__TEXT SHOWN__
*-*-*
HOW TESTIFYING HISTORIANS ARE LIKE LAWN-MOWING DOGS

An historian testifying as an expert witness is a bit like a dog cutting your lawn — You don’t care whether the dog mows in a straight line, or cuts too high or too low, or even whether the dog rakes up after cutting.  Dogs should not be cutting the grass at all.

Historians may have a great deal to contribute to litigation by identifying primary sources and suggesting lines of argument or narratives from the evidence that they collect and synthesize.  Historians’ testimony, however, should not substitute for lawyers’ proving their cases by admissible evidence, and by persuading the fact finder with argument.  The principal problem with historian expert witness testimony is that it circumvents the rules of evidence, and injects final argument into the middle of the trial in the guise of testimony.  Lawyers might welcome this opportunity for an additional final argument, and for the relief from the tedium of actually proving the factual predicate of their cases, but expedience is a slim justification that does not outweigh circumventing the structure of the trial and rules of evidence.
*-*-*
[Saved entries]
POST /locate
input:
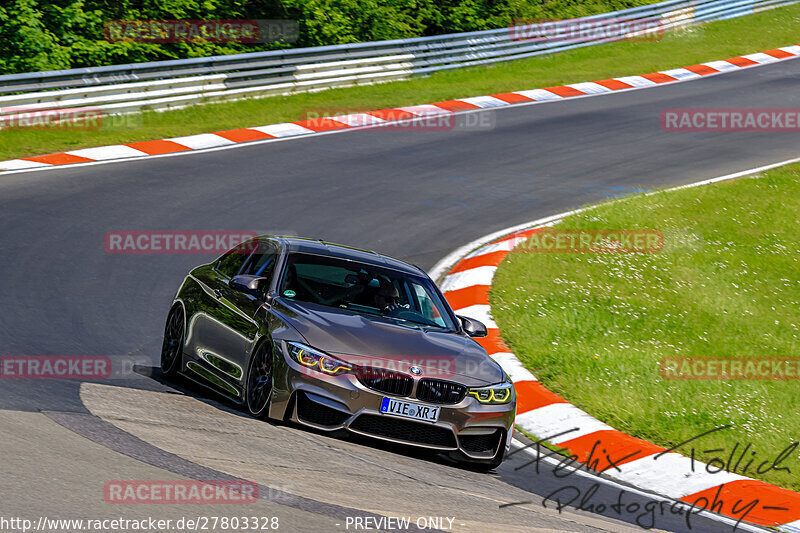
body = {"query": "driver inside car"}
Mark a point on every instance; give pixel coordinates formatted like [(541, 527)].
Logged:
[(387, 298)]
*-*-*
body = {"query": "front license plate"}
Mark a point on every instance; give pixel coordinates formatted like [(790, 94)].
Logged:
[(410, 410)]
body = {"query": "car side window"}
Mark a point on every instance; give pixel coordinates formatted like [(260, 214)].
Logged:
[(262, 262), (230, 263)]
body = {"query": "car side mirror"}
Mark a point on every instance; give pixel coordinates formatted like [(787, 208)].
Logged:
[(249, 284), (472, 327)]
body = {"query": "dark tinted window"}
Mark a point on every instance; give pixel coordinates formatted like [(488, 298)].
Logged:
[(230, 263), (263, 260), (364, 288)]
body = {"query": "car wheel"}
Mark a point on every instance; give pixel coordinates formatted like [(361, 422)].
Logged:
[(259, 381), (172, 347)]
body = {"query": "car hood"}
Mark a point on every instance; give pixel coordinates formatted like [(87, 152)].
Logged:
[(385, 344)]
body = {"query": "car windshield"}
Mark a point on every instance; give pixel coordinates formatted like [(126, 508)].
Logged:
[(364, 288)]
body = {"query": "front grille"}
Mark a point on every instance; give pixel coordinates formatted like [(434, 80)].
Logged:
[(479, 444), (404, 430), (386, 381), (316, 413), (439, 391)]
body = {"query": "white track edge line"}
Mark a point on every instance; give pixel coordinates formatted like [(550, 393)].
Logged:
*-*-*
__PARTS OF THE EXERCISE__
1/ List the things the essay on historian expert witnesses says you don't care about when a dog cuts your lawn.
2/ Carry the essay on historian expert witnesses forward from the point where it stops.

__SET OF ANSWERS__
1/
- Whether the dog mows in a straight line
- Whether the dog cuts too high or too low
- Whether the dog rakes up after cutting

2/
Caution!  Suggesting that historians should not serve as expert witnesses may cause the dog to bite.  See, e.g., D. Rosner & G. Markowitz, “The Trials and Tribulations of Two Historians:  Adjudicating Responsibility for Pollution and Personal Harm, 53 Medical History 271, 280-81 (2009)(criticizing legal counsel for expressing the view that historians should not be permitted to testify and thereby circumvent the rules of evidence); D. Rosner & G. Markowitz, “L’histoire au prétoire.  Deux historiens dans les procès des maladies professionnelles et environnementales,” 56 Revue D’Histoire Moderne & Contemporaine 227, 238-39 (2009) (same); D. Rosner, “Trials and Tribulations:  What Happens When Historians Enter the Courtroom,” 72 Law & Contemporary Problems 137, 152 (2009) (same).

Apparently historians do not have prohibitions against duplicative (or triplicative) publications.